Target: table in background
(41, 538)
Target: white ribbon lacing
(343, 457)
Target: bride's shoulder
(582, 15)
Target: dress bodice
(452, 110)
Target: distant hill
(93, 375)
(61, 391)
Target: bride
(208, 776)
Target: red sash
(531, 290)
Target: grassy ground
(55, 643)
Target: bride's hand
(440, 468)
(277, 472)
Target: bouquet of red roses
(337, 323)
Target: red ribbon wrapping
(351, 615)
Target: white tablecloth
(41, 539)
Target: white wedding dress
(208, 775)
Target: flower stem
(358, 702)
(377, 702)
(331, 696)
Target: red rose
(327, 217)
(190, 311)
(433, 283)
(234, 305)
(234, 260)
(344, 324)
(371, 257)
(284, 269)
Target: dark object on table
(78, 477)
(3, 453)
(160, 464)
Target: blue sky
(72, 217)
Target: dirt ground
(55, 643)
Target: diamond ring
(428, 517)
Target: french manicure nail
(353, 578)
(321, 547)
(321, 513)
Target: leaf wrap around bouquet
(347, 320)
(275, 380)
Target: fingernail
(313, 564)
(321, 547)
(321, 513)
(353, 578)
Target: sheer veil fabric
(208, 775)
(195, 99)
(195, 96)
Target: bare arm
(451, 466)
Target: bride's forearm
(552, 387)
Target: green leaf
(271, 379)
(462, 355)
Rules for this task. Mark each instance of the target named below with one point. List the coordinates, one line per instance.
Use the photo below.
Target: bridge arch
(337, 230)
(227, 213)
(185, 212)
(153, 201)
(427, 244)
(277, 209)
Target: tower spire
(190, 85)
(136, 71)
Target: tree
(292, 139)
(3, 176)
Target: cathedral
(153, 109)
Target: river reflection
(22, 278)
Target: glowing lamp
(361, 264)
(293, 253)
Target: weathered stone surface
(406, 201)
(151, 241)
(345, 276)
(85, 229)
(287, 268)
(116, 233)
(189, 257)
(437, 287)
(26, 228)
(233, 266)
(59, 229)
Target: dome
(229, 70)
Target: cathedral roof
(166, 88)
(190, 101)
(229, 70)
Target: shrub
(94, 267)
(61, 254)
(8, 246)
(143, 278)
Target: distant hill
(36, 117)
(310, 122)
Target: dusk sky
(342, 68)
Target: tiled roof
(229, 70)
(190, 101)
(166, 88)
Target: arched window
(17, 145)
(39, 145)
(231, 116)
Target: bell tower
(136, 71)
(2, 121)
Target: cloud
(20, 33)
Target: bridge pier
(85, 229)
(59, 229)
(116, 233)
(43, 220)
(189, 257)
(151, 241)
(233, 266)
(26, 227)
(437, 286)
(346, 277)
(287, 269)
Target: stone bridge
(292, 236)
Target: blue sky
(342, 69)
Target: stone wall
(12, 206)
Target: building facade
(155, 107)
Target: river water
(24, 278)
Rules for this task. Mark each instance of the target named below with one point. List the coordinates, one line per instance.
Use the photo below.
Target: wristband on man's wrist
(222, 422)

= = =

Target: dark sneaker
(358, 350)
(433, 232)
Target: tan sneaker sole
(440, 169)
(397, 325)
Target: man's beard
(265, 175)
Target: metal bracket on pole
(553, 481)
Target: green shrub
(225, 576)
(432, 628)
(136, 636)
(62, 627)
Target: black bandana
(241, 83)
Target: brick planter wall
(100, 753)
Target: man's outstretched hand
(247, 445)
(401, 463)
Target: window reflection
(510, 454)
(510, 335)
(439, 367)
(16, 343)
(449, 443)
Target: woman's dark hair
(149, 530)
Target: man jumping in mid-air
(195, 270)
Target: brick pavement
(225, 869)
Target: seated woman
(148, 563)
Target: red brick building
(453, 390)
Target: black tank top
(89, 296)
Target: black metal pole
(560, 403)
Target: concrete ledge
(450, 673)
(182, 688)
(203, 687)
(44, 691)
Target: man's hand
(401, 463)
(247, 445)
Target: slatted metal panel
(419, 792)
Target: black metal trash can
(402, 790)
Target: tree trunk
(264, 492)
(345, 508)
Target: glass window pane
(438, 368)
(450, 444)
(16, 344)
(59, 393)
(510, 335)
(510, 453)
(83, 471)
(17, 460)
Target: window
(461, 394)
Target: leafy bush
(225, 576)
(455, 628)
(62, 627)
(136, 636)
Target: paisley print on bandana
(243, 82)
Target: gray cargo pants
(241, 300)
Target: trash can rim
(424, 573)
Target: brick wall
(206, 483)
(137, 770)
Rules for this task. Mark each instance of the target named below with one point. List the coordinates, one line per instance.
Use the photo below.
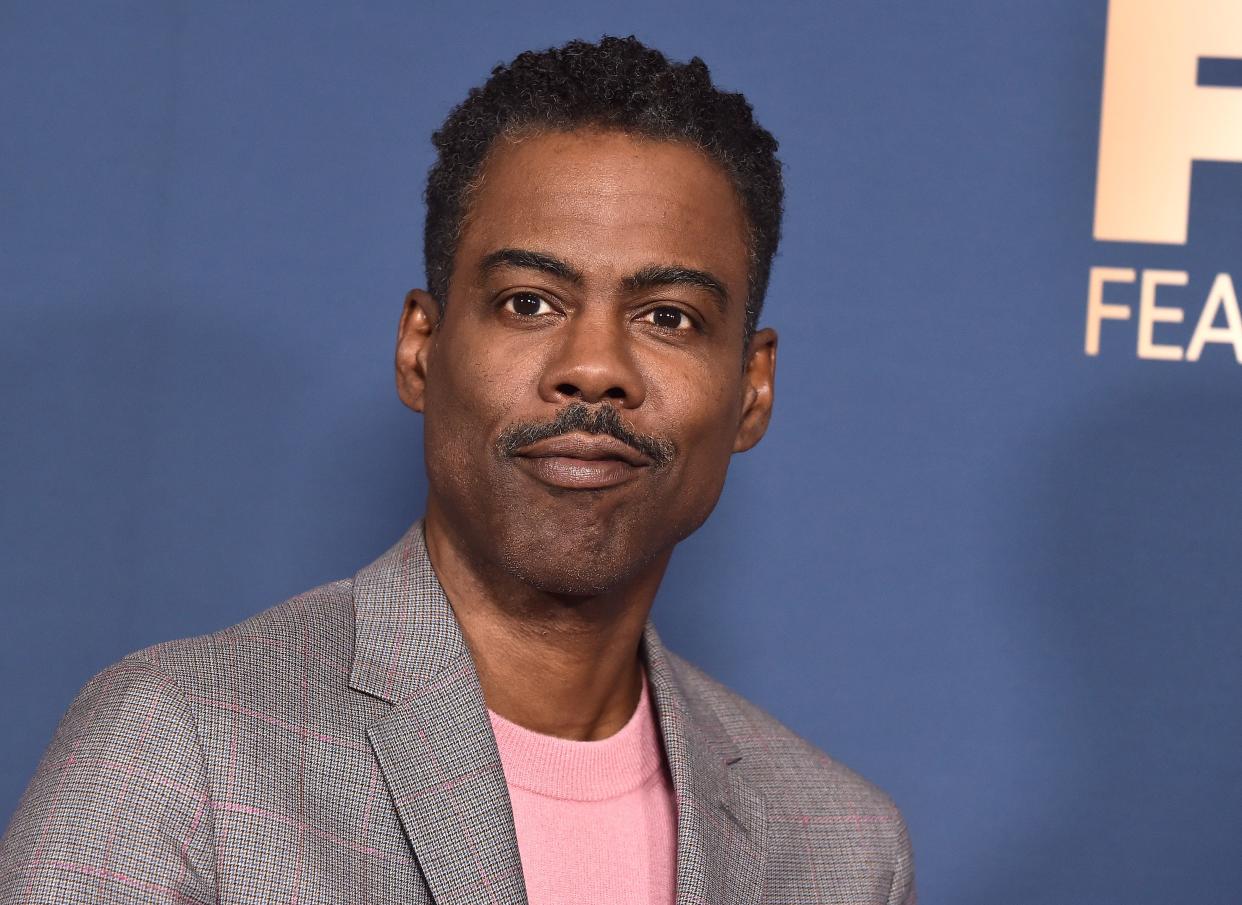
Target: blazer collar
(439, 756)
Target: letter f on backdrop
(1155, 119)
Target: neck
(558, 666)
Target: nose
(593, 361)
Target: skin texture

= = =

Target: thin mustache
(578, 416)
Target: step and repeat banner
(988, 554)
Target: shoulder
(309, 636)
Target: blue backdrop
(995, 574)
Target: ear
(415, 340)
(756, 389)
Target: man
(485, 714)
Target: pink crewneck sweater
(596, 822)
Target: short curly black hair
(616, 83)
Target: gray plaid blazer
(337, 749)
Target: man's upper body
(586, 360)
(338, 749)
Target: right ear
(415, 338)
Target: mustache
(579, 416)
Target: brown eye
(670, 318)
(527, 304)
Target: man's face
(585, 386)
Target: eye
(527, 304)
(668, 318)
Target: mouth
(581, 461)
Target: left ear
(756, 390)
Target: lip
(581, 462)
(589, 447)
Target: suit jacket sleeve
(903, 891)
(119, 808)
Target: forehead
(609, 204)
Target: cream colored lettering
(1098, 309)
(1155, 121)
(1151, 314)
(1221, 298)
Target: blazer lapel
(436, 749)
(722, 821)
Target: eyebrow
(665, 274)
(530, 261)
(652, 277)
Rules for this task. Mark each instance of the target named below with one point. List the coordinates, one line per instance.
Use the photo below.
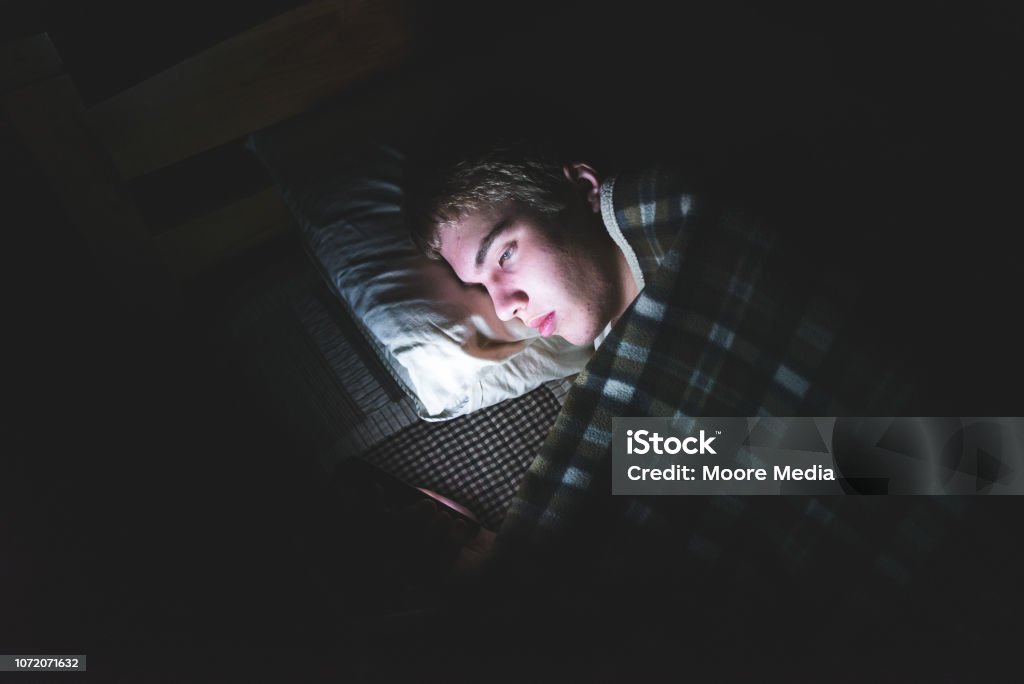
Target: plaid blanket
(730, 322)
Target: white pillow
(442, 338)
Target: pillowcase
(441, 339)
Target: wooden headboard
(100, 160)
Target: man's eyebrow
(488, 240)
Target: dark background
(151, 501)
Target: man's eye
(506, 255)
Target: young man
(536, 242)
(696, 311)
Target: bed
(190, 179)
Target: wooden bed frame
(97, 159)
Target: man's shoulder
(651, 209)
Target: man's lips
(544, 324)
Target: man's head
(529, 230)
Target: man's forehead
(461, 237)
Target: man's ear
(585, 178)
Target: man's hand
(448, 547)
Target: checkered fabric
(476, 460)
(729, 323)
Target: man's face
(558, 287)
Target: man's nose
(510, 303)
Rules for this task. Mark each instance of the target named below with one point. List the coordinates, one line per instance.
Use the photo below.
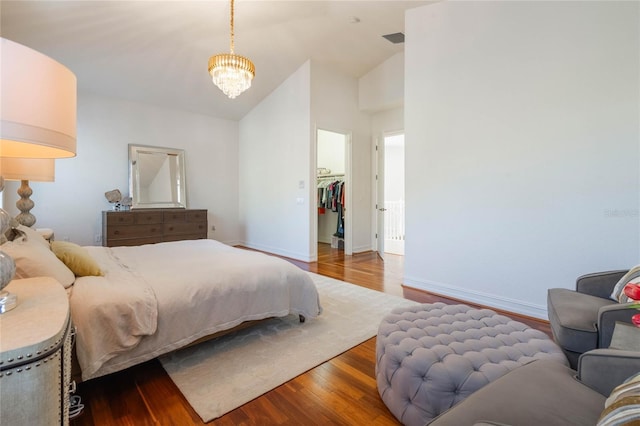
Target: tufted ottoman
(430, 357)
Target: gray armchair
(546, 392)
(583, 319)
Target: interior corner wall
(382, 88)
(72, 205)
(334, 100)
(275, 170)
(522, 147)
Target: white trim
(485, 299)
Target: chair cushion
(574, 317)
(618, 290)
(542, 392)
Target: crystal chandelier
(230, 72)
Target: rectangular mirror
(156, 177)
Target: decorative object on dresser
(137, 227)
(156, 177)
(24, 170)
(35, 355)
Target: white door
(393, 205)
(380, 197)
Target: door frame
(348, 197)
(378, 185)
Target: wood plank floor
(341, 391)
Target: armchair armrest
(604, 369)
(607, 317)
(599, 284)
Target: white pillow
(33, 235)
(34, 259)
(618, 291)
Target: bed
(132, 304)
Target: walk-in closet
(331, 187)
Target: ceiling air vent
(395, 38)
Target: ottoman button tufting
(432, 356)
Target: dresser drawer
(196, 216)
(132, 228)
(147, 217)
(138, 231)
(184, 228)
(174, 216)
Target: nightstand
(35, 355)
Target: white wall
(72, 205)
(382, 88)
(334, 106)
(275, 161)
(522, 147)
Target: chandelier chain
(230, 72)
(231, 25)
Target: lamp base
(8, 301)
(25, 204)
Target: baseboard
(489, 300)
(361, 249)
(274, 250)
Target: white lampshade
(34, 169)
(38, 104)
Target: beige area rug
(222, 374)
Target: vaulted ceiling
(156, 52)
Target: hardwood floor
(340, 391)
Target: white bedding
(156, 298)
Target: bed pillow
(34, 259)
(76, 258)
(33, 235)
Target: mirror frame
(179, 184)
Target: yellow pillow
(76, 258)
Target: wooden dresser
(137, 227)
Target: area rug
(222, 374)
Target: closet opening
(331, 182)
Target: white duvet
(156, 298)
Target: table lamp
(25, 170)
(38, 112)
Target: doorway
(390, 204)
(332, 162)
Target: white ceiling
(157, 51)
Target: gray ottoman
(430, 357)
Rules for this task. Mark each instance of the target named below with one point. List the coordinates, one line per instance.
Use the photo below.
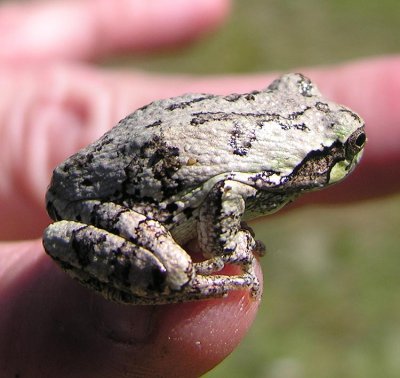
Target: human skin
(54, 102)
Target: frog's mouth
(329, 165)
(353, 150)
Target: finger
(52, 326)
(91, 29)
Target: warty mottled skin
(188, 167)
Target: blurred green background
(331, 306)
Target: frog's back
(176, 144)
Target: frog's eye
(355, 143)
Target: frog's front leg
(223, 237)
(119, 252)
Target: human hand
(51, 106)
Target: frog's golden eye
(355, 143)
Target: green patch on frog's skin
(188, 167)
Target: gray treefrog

= = =

For this task, return exactly the stretch of the listing above from the line with "Target: paisley print on bandana" through the line with "Target: skin texture", inclusive and without pictures.

Target: paisley print on bandana
(243, 82)
Target: gray cargo pants
(241, 300)
Target: trash can rim
(424, 573)
Target: brick wall
(206, 483)
(137, 770)
Rules for this task. Mark each instance of the target named below with one point. List the coordinates, one line per instance.
Use the photo below.
Target: blazer collar
(439, 756)
Target: letter f on backdrop
(1155, 119)
Target: neck
(558, 666)
Target: nose
(593, 361)
Target: skin texture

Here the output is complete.